--- Start DATA PROVIDED ---

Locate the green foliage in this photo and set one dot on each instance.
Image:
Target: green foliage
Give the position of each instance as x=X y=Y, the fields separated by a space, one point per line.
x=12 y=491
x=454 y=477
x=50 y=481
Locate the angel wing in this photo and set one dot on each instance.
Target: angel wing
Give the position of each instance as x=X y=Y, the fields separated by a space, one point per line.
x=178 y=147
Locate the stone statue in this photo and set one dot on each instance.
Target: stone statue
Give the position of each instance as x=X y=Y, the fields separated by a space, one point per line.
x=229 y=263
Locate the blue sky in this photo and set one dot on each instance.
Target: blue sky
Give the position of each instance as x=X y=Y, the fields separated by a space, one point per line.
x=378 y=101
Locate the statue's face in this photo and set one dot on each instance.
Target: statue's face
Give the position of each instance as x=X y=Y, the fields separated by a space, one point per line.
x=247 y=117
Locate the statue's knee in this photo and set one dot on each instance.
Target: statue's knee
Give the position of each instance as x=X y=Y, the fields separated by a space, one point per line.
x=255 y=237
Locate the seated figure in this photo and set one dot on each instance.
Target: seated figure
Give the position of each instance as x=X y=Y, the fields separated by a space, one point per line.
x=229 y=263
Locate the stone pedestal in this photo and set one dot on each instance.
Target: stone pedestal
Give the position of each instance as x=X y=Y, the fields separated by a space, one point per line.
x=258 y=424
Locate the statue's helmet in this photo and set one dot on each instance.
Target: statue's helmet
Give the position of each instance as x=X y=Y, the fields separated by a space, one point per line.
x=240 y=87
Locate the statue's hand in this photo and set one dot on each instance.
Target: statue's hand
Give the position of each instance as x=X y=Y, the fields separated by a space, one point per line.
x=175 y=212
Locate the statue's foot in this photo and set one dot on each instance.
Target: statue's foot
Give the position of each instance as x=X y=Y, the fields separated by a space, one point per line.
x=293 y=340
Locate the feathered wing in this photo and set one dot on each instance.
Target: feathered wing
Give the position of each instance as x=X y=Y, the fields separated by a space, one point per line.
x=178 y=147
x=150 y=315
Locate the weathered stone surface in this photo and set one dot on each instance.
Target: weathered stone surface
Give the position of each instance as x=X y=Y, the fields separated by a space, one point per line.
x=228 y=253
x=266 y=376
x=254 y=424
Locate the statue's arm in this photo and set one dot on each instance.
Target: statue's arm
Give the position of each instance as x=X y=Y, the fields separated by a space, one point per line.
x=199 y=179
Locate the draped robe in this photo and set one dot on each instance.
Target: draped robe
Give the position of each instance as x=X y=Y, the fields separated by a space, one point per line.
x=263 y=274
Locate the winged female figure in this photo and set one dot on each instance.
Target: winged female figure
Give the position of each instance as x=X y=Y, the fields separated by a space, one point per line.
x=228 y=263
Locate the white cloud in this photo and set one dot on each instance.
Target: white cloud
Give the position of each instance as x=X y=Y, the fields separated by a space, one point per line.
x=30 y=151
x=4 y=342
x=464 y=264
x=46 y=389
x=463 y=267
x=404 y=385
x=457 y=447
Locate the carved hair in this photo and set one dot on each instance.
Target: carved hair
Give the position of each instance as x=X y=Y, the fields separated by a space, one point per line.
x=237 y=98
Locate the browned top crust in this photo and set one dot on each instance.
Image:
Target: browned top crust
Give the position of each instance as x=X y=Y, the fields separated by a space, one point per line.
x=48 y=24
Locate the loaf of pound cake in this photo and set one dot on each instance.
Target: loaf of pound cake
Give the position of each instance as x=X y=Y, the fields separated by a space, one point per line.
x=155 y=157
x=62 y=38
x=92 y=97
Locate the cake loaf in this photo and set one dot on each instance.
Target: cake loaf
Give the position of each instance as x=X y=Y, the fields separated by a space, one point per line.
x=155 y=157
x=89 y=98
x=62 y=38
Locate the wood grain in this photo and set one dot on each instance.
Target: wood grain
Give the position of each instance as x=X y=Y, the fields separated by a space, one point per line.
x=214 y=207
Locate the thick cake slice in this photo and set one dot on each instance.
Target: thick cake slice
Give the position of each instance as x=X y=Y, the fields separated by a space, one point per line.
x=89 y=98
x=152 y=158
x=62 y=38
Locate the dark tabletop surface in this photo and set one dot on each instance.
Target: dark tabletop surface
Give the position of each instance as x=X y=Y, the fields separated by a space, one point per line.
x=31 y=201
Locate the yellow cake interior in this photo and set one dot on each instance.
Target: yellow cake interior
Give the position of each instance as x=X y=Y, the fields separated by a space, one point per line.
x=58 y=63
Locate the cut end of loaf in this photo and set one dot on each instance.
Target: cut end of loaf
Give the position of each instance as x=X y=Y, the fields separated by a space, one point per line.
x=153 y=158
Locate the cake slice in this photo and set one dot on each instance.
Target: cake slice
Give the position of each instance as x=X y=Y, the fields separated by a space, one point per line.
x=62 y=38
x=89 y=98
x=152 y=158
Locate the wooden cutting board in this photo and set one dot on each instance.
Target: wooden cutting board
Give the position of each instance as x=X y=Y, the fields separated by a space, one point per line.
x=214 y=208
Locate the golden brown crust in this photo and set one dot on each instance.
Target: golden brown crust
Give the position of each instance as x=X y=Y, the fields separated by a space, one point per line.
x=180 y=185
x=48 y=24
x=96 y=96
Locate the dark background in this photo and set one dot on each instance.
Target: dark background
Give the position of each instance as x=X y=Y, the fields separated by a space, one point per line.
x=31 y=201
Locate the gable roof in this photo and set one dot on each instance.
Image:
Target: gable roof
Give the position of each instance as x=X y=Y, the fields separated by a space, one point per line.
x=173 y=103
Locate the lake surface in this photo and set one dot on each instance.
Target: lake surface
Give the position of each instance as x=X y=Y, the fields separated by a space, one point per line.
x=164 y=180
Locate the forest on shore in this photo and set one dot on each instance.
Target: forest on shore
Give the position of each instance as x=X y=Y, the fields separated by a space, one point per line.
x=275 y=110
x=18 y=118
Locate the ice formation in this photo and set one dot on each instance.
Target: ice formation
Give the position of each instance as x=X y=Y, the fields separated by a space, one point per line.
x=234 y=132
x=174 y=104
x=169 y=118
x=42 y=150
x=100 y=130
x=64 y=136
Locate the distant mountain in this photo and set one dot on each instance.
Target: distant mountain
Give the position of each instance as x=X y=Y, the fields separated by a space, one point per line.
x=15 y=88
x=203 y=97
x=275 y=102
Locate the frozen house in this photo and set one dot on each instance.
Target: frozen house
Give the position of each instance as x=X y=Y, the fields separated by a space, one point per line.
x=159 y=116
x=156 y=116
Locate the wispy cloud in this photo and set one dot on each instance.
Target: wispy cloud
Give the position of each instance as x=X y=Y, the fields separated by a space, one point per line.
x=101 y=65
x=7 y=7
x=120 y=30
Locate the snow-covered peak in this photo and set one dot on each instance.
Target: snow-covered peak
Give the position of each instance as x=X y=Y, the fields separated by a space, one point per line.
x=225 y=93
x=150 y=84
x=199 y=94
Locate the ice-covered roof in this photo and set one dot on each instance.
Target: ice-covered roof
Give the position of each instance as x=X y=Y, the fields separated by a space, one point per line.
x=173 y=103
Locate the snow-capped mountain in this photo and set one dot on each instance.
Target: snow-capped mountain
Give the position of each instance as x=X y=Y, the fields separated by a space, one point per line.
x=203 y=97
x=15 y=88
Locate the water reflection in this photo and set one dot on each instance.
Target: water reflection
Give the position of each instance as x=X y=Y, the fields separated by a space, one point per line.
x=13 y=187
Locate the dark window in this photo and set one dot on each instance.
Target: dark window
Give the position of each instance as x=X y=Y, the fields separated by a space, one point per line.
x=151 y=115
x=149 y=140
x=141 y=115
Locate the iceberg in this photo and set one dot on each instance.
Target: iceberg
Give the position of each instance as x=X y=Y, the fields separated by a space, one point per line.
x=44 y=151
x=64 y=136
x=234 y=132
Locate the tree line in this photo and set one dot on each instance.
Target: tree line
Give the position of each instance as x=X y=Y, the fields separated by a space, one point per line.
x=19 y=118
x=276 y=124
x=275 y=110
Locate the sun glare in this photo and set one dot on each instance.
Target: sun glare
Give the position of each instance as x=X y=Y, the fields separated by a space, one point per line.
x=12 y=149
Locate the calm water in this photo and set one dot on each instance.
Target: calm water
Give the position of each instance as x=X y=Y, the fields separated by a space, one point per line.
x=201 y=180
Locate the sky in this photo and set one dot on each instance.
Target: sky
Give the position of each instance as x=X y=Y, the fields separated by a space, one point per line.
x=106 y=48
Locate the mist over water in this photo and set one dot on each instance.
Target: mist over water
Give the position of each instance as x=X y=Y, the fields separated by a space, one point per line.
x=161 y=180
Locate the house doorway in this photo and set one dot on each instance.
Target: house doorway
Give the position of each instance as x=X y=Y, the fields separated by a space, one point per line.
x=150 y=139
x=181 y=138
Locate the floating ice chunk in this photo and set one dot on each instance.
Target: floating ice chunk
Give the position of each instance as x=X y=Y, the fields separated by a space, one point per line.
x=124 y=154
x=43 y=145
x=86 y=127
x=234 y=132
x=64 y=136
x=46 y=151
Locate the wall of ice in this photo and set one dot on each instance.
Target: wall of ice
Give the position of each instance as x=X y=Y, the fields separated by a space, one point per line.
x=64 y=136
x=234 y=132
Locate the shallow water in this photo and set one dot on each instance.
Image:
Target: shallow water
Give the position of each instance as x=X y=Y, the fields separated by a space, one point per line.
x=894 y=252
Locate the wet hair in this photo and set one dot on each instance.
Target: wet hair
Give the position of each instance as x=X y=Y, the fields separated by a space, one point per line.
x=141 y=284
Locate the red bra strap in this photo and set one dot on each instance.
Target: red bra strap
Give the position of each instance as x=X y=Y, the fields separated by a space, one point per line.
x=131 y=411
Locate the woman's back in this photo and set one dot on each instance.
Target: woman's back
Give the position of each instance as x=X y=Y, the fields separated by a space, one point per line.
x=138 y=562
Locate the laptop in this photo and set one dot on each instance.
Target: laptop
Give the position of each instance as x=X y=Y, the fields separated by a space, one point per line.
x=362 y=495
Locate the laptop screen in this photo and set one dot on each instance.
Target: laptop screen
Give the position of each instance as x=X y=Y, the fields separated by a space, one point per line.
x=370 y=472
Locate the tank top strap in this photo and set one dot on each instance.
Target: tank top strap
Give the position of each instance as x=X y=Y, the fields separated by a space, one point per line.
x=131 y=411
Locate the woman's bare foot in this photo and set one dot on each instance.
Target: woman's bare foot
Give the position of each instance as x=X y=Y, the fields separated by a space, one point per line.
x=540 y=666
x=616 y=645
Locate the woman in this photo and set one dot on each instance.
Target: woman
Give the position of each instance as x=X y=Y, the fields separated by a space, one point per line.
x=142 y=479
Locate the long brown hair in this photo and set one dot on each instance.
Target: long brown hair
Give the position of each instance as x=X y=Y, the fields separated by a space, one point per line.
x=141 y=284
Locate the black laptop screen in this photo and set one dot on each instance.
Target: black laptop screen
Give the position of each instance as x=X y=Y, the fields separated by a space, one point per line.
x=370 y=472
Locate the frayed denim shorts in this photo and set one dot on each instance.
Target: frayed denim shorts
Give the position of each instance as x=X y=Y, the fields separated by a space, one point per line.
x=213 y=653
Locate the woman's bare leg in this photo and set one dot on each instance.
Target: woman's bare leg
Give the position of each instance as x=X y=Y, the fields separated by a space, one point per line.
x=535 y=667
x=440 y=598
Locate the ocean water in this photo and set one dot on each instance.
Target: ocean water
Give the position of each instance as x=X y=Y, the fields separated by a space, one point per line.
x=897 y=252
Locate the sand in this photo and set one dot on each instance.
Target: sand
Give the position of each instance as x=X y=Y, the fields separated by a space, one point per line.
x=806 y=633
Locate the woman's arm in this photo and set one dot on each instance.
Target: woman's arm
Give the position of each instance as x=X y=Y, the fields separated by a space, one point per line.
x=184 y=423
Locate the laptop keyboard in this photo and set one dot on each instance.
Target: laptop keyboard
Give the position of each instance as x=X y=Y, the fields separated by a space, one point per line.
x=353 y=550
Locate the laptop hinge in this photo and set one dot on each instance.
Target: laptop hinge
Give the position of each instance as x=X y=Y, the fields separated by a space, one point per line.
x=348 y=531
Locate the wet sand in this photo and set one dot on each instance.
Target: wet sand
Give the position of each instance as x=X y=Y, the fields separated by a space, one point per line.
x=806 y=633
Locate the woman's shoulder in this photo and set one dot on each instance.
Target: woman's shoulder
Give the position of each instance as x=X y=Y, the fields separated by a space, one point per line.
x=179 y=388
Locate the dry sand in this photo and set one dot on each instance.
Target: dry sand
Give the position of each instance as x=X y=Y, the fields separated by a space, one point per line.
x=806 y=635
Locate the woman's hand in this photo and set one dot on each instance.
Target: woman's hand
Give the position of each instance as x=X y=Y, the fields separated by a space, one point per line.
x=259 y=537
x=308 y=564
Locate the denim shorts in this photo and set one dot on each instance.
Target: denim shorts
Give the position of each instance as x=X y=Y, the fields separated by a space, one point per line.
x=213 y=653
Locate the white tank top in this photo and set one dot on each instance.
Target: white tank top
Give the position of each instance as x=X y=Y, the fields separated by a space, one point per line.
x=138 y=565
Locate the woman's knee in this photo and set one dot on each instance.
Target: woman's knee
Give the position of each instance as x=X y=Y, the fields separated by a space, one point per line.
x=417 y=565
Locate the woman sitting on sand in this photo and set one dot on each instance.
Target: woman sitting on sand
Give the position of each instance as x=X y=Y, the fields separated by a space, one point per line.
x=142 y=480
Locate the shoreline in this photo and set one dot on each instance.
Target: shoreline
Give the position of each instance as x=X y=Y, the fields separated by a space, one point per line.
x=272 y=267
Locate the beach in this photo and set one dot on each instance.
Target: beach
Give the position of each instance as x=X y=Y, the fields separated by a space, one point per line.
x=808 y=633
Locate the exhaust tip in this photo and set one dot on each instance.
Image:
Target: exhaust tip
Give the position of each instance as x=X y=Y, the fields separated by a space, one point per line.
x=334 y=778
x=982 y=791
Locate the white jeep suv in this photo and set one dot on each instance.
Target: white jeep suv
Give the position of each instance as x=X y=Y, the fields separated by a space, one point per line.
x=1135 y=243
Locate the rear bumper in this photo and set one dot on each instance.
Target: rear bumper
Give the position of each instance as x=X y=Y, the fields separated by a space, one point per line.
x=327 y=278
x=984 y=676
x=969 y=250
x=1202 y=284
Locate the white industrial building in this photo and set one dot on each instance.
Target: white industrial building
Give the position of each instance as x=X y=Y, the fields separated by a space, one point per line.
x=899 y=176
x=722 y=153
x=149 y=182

--- End DATA PROVIDED ---

◆ **TASK PROMPT**
Pull out every line of the records from the one containing "Locate the white industrial" through the last line of the records, and reproduce them unchanged.

◆ **WORKED SOLUTION**
Locate the white industrial building in this photo and set one dot on each instance.
Target: white industrial building
Give the position of each instance as x=X y=Y, the fields separated by a space, one point per line.
x=899 y=176
x=722 y=153
x=149 y=182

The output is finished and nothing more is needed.